How to complete this task: All of the lines below are to be transcribed faithfully, with pictures excluded from the copy.

(Saved entries)
######

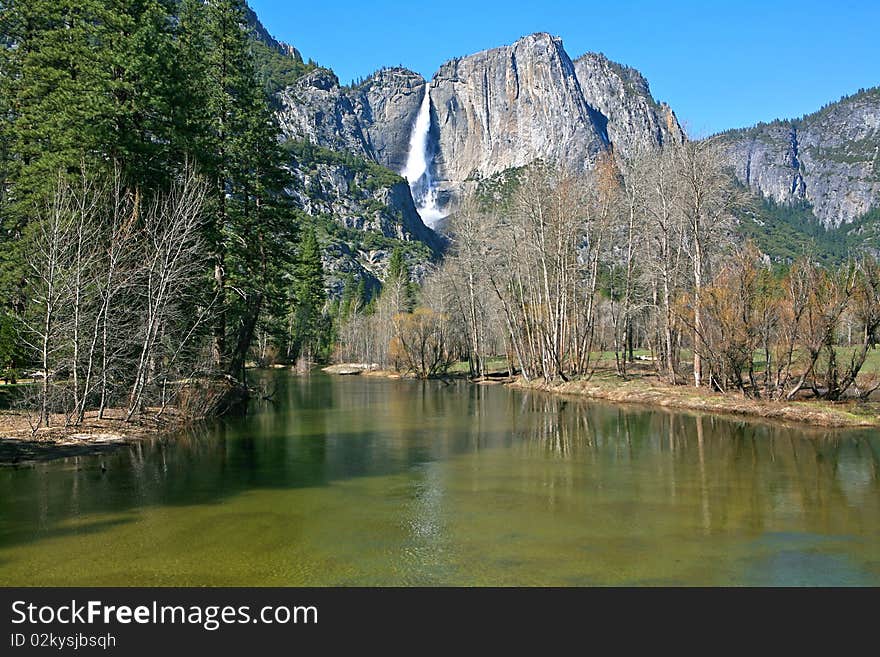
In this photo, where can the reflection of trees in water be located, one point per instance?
(733, 473)
(719, 473)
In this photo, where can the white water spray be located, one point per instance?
(418, 166)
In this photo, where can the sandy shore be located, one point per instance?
(645, 391)
(21, 445)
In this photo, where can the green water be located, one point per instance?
(353, 481)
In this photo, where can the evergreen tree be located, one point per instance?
(309, 325)
(398, 289)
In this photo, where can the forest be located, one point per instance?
(147, 236)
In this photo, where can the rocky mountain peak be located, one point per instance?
(829, 159)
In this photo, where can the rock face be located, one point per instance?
(830, 159)
(630, 116)
(491, 111)
(356, 201)
(509, 106)
(372, 120)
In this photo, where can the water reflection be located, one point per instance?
(400, 482)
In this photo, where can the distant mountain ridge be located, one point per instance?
(829, 159)
(491, 111)
(505, 107)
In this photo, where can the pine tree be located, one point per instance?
(398, 289)
(309, 325)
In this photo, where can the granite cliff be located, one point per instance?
(829, 159)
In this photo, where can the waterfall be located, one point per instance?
(418, 165)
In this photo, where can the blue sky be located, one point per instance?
(718, 64)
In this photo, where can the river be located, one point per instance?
(362, 481)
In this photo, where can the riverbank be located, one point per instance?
(21, 445)
(647, 390)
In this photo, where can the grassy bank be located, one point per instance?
(647, 389)
(644, 387)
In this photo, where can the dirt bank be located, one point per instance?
(21, 445)
(642, 390)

######

Written reply:
In this photo, where can the reflection of trees in water be located, one point per instance?
(733, 473)
(719, 473)
In this photo, where can the white water spray be located, one point per instance?
(418, 166)
In this photo, where can the sandy shore be located, one point per instance?
(645, 391)
(21, 445)
In this photo, where can the green water be located, one point per instance?
(353, 481)
In this photo, where can the evergreen tree be located, one point per instance?
(309, 325)
(398, 289)
In this photo, where can the forest be located, one point per instance?
(147, 236)
In this photo, where can the rocky mountain peak be located, one point per instance?
(829, 159)
In this photo, where can the rock face be located, one point per instance?
(830, 159)
(630, 116)
(491, 111)
(356, 201)
(509, 106)
(372, 120)
In this photo, where can the water reflection be located, one point per instance?
(400, 482)
In this photo, where can the distant mountain ridge be located, one point per instance?
(829, 159)
(491, 111)
(505, 107)
In this photo, where can the pine tree be located, one point per instance?
(398, 289)
(309, 325)
In this photo, where can the granite cliff be located, one point per instance?
(829, 159)
In this photo, where can the waterfall be located, one point per instance?
(418, 165)
In this photo, where can the blue sky be located, one point per instance?
(718, 64)
In this photo, where can the river be located, one point per instance?
(362, 481)
In this photo, where can the riverbank be located, one point per instance?
(21, 445)
(647, 390)
In this photo, where can the grassy bank be located, one point per instance?
(647, 389)
(644, 387)
In this photo, where can the dirt bank be located, one point per instance?
(21, 445)
(642, 390)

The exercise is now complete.